## OBJECTIVE
Reproduce everything from the row containing "Could you point out the thumb" down to the end of the rows, changing "spiny shrub" to "thorny shrub" and leaving all else unchanged.

(Rows from a dataset)
───
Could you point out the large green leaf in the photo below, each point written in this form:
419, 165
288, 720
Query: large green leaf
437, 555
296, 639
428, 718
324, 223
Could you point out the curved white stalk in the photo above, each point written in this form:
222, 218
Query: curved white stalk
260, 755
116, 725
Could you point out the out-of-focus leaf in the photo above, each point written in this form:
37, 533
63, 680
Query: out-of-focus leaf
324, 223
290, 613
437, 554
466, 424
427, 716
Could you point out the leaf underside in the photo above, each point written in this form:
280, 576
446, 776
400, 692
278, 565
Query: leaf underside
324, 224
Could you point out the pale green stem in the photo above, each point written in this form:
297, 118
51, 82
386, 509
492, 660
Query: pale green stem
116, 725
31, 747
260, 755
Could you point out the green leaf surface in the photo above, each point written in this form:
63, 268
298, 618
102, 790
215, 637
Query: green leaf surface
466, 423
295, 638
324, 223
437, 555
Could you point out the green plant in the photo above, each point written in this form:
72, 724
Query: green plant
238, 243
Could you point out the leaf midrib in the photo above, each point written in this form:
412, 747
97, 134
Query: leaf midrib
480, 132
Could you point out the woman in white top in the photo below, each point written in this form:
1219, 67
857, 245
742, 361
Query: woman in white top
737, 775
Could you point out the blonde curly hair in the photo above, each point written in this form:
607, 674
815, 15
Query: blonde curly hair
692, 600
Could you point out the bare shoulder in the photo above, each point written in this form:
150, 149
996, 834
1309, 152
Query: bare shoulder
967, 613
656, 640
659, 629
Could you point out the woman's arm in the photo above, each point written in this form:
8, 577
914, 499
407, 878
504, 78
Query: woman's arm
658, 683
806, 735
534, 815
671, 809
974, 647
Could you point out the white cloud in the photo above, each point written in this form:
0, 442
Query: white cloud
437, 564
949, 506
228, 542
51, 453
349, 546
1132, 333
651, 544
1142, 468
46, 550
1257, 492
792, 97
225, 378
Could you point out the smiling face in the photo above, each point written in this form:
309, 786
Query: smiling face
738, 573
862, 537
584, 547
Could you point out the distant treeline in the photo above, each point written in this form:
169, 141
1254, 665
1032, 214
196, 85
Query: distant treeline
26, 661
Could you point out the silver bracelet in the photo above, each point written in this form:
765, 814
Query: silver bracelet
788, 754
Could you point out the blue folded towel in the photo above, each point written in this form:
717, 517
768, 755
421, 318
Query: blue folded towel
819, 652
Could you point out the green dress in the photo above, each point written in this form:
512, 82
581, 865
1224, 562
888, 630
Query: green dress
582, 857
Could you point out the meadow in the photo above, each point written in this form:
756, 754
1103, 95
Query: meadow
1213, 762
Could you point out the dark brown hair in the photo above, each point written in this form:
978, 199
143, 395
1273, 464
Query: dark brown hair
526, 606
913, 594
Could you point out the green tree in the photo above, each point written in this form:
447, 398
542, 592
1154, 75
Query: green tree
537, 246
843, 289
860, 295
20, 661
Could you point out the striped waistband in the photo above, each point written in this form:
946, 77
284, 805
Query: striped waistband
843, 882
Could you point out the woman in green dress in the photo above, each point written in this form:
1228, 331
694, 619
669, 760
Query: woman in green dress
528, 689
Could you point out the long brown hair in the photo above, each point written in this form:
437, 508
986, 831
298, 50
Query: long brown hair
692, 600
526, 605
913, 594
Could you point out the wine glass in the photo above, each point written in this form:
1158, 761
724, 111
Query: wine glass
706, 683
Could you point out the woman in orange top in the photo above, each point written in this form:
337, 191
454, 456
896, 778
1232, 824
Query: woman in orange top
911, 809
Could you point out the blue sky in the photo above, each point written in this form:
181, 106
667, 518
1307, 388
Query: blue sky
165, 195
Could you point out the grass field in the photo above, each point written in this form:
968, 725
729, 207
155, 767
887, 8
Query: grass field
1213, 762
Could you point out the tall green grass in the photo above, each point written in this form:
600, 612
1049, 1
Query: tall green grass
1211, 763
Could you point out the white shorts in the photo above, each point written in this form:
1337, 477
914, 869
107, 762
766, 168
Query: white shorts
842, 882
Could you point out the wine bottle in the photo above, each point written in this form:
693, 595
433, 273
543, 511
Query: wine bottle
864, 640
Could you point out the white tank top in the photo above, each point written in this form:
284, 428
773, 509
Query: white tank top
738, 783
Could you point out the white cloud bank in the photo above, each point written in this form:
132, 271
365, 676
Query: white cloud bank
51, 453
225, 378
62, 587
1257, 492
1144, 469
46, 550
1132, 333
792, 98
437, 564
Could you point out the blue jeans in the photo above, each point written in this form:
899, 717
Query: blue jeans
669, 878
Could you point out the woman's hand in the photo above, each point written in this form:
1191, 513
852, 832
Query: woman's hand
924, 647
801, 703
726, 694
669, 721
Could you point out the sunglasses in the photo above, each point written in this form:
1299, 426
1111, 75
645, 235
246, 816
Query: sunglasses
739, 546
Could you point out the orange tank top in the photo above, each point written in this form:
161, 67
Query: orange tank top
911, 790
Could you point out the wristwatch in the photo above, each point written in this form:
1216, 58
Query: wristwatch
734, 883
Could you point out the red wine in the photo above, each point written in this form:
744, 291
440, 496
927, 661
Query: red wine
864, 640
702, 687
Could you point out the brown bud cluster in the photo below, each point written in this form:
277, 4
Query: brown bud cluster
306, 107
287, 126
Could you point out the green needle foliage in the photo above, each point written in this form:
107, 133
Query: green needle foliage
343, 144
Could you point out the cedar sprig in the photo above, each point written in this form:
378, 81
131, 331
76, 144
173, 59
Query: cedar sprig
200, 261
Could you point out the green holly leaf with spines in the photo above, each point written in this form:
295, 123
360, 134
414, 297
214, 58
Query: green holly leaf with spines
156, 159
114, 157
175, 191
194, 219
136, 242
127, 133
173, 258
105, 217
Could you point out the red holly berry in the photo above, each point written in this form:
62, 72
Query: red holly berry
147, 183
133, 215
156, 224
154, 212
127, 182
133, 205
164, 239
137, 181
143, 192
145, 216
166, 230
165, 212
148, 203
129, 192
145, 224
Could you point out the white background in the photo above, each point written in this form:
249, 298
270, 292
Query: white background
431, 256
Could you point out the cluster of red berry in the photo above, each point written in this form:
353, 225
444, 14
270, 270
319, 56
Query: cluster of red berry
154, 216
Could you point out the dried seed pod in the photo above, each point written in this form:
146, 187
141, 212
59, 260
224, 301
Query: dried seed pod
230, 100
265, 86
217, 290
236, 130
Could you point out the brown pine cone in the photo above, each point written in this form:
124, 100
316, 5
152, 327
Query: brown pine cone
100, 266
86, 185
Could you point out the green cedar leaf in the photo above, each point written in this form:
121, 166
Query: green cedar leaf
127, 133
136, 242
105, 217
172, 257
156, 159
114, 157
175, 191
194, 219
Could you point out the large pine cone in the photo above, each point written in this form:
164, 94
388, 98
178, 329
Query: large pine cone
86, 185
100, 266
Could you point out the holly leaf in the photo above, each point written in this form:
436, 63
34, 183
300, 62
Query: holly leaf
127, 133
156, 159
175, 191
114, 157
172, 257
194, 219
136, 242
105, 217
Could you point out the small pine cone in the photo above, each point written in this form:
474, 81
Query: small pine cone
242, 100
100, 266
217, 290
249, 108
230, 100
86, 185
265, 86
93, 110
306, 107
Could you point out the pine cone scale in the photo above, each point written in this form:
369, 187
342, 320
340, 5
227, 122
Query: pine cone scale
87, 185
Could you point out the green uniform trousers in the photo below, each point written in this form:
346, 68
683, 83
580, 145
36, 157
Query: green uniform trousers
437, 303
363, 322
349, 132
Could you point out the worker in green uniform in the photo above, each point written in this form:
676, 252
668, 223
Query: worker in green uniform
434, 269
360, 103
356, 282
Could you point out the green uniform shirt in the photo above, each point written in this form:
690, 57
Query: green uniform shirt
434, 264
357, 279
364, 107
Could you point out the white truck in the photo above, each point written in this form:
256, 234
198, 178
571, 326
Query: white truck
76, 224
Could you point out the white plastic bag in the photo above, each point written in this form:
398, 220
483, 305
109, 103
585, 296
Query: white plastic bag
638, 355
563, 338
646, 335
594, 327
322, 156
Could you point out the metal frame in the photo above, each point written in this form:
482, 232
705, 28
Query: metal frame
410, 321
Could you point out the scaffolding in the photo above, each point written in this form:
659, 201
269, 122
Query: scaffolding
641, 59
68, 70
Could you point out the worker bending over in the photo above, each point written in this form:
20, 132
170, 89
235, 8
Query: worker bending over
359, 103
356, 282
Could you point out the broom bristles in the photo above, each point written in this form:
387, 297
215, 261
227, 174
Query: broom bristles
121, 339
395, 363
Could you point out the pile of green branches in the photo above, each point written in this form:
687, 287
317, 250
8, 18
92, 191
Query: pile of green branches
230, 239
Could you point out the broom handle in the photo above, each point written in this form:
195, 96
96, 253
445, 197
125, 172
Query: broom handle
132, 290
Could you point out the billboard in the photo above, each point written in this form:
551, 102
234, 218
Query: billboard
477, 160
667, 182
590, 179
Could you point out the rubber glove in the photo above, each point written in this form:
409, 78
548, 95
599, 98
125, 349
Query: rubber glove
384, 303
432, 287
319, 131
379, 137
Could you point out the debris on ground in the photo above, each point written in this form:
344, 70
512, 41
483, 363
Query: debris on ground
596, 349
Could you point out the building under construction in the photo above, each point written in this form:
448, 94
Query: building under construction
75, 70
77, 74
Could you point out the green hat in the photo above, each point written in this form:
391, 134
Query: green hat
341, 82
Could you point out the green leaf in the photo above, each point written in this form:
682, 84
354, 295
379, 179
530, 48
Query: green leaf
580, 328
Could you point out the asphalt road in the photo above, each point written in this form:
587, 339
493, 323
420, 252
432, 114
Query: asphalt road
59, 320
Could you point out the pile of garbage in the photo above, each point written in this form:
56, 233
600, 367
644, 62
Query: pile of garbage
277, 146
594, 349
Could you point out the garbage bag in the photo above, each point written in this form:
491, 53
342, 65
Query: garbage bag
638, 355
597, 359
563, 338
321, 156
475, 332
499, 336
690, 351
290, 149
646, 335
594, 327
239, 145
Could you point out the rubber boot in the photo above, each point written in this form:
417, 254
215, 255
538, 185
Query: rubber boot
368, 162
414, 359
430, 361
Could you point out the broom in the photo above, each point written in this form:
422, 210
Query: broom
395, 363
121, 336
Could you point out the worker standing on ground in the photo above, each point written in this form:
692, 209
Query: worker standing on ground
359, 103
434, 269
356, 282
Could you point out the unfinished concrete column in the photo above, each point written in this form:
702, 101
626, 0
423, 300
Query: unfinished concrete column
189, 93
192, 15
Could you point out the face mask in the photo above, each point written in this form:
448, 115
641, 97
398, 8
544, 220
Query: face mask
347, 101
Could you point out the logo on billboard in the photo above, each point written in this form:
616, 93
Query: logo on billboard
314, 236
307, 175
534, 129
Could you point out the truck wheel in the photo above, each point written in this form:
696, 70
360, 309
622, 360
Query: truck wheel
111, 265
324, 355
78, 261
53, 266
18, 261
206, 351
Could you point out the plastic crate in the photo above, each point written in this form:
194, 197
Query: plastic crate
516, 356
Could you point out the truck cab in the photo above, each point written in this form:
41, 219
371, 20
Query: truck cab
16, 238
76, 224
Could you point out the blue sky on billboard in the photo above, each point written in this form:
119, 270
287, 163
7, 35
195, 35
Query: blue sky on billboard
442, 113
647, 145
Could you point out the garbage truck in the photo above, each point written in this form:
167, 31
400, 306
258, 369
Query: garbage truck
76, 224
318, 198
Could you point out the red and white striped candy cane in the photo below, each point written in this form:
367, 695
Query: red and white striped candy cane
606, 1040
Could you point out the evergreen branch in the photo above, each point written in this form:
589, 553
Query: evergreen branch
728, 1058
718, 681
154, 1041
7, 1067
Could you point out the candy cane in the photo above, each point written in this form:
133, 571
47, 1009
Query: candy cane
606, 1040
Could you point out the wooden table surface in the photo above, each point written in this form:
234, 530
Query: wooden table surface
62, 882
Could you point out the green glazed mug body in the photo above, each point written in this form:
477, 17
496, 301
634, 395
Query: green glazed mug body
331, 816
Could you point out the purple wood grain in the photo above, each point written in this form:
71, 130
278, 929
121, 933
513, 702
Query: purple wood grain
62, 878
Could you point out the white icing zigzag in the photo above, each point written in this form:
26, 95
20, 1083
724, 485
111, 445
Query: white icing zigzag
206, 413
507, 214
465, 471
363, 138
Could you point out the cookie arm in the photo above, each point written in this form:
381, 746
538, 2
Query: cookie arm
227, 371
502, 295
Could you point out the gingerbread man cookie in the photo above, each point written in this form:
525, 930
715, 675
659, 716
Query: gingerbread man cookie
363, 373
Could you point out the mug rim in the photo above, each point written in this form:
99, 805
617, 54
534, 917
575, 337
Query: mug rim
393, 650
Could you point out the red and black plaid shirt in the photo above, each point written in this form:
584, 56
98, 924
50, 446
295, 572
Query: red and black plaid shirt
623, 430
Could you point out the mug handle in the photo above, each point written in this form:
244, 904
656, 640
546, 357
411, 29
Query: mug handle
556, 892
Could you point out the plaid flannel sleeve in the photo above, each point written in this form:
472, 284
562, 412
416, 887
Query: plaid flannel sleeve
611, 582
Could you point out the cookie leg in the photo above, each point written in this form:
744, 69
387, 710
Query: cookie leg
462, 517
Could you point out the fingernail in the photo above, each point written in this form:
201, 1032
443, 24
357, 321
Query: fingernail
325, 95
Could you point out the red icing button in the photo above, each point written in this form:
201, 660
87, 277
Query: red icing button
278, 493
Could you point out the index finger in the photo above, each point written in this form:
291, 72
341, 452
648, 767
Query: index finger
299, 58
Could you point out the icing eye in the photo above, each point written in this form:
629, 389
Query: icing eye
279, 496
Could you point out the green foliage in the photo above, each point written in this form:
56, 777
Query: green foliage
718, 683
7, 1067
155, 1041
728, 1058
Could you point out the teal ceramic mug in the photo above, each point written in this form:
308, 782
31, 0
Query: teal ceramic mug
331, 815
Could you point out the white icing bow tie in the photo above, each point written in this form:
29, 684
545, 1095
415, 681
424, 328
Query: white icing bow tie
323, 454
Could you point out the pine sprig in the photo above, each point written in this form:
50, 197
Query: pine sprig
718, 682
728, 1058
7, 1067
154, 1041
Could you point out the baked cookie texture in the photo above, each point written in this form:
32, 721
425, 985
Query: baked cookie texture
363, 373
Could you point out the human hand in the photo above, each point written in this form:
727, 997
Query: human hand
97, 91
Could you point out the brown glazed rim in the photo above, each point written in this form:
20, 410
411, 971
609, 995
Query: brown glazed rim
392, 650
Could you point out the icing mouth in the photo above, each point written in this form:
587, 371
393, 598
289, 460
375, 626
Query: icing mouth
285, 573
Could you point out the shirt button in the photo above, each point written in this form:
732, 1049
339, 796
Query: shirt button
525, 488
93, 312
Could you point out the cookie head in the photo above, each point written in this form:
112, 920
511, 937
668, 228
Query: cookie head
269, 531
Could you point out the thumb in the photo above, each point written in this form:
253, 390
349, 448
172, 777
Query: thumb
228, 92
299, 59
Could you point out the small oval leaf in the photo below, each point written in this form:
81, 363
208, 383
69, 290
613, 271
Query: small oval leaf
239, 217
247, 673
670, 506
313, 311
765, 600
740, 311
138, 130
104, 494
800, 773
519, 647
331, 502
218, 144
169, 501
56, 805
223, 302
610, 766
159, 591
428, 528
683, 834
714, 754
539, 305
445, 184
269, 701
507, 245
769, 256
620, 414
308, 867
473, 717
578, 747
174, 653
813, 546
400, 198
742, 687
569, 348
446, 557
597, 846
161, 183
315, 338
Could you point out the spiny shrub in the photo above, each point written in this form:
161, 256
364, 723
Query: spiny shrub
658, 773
───
## ANSWER TO THE PROBLEM
Could you point out the thumb in the photo above, each point written in this form:
253, 390
349, 448
172, 777
Query: thumb
228, 92
299, 59
Could you point out the small oval leaf in the photo below, each point written in this form:
81, 363
208, 383
69, 290
613, 271
Query: small oval leaf
239, 217
247, 673
670, 506
313, 311
765, 600
740, 311
138, 130
104, 494
800, 773
519, 647
331, 502
218, 144
169, 501
56, 805
223, 302
610, 766
159, 591
428, 528
683, 834
714, 754
539, 305
445, 184
269, 701
507, 245
769, 256
620, 414
308, 867
473, 717
578, 747
174, 653
813, 546
400, 198
742, 687
569, 348
446, 557
597, 846
161, 183
315, 338
Could you point out the thorny shrub in the photo above, each point written in this form:
161, 256
364, 723
Query: thorny shrub
658, 773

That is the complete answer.